- **Using the information**:
A – In the introduction on water contaminant sensors, rewrite the paragraph beginning "The designing of contaminated water sensors" as a short bulleted list that keeps its main facts.
B – According to the introduction on water contaminant sensors, what detection limit did the CoS-reduced porous graphene oxide nanocomposite show for mercury(II)?
C – Decide whether each statement agrees with the introduction on water contaminant sensors. Answer yes or no, and quote the words from the introduction that decide it.
(i) The chemiluminescence system described by M. Amjadi et al. had a linear dynamic range of 0.01–0.50 μM.
(ii) L. Wan et al. monitored ion detection with electrochemiluminescence.
(iii) The iridium(III) complex elaborated by Q. Shu et al. was used to determine mercury(II).

- **Quoted passage**:
>>>

Introduction

The designing of contaminated water sensors has become a dynamic area of research because of the serious chemical problems that affect the ecological system and the human being [1]. Mercury(II), fluoride and cyanide can be considered among the most harmful ones, which accumulate in the environment and subsequently reaches to human [2, 3]. In the same context, the high exposure to these ions affects kidney, respiratory and nervous systems, causing a fatal damage [4]. Furthermore, many major sources of these toxic contaminants can be found citing pesticide production, industrial and medical activities [5, 6]. According to the World Health Organization, the permissible limit of F, CNand Hg2+ ion concentrations in drinking water are 1.5, 0.07 and 0.006 μg.mL−1, respectively [7,8,9].

Varieties of analytical techniques have been employed to quantify trace levels of heavy metals and toxic anions in water citing colorimetric and electrochemical techniques. For instance, N. Ratner et al. have developed sensitive electrochemical gold nanoparticles modified glassy carbon electrode platform for mercury(II) detection. They reported that a remarkable detection limit was found to be 1 μmol.mL−1 [10]. Further, P. Borthakur and collaborators have described the use of CoS-reduced porous graphene oxide nanocomposite for the sensing of mercury(II) in aqueous media. The system exhibited a selective response toward Hg2+ in the presence of a large variety of interferents with a detection limit of 14.23 nM [11]. Moreover, L. Wan et al. have synthesized a new multifunctional Schiff-based chemosensor, 4,4′-bis(2-hydroxybenzylideneamine)diphenylsulfone (DSS), for simultaneous fluoride and cyanide quantification. The reported work described the use of UV-Vis and photoluminescence spectroscopy (PL) to monitor the detection of target ions [12]. In addition, Q. Shu et al. have elaborated a bis(ferrocenyl)phenanthroline iridium(III) complex as a lab-on-a-molecule for the competitive determination of cyanide and fluoride in aqueous solution using the combination of the photoluminescence (PL) and electrochemiluminescence (ECL). The found limit of detection was less than 10 μM in aqueous solution [13]. Moreover, M. Amjadi et al. have described a new chemiluminescence (CL) system based KMnO4-rhodamine B functionalized gold nanoparticles to sense CN in real samples such as urine. They reported that the presence of anions inhibited the luminescence response of the system. The linear dynamic range was found to be 0.01–0.50 μM, with a detection limit of 2.8 nM [14].

<<<

- **Recorded information**:
>>>

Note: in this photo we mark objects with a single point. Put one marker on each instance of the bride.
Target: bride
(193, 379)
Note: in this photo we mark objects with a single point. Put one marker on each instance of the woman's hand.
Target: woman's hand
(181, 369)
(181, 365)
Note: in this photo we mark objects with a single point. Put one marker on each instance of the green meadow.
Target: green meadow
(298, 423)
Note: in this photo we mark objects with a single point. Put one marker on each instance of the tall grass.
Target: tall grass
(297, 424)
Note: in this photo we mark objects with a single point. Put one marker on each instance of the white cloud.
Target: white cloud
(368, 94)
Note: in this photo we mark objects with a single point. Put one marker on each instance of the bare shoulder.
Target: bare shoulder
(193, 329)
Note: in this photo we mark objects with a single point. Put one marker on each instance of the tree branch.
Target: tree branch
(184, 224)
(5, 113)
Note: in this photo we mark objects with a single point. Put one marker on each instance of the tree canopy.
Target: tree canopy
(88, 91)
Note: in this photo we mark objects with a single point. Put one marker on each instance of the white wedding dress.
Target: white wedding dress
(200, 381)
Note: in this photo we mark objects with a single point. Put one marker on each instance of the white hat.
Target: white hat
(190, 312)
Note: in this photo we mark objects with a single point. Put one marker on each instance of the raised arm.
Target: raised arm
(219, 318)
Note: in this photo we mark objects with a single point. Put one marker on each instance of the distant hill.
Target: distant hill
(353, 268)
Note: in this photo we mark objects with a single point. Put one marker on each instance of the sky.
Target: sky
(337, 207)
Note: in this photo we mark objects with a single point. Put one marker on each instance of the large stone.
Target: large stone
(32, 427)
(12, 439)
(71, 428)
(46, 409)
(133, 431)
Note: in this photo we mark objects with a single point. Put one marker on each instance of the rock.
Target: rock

<<<
>>>

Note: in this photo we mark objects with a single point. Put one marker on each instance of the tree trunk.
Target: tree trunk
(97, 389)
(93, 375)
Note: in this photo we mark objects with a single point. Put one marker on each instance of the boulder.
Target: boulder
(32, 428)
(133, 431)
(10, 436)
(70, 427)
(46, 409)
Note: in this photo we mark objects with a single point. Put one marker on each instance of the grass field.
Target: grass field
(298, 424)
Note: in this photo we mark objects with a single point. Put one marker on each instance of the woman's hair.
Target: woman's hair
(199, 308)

<<<
>>>

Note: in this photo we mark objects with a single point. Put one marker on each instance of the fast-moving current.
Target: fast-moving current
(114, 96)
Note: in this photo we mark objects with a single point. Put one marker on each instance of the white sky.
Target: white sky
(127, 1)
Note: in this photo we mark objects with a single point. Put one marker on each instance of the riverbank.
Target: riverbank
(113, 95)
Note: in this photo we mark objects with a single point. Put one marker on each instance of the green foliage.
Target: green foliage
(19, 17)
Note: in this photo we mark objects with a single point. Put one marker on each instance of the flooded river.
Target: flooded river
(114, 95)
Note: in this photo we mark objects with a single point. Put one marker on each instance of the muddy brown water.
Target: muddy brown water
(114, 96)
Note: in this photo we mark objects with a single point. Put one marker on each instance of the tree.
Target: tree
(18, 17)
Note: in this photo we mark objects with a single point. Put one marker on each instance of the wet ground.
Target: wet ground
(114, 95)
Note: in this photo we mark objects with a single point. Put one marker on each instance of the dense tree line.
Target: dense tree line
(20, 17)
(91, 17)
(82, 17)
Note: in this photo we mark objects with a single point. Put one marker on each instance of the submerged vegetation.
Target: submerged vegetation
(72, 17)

<<<

- **Task-by-task solutions**:
A –
- Designing sensors for contaminated water is an active research area because chemical pollution harms ecosystems and people.
- Mercury(II), fluoride and cyanide are among the most harmful contaminants. They accumulate in the environment and eventually reach humans.
- High exposure to these ions damages the kidney, respiratory and nervous systems and can be fatal.
- Major sources include pesticide production and industrial and medical activities.
- The World Health Organization sets drinking-water limits of 1.5 μg.mL−1 for fluoride, 0.07 μg.mL−1 for cyanide and 0.006 μg.mL−1 for mercury(II).

B – Its detection limit was 14.23 nM.

C –
(i) Yes: "The linear dynamic range was found to be 0.01–0.50 μM"
(ii) No: "described the use of UV-Vis and photoluminescence spectroscopy (PL) to monitor the detection of target ions"
(iii) No: "for the competitive determination of cyanide and fluoride in aqueous solution"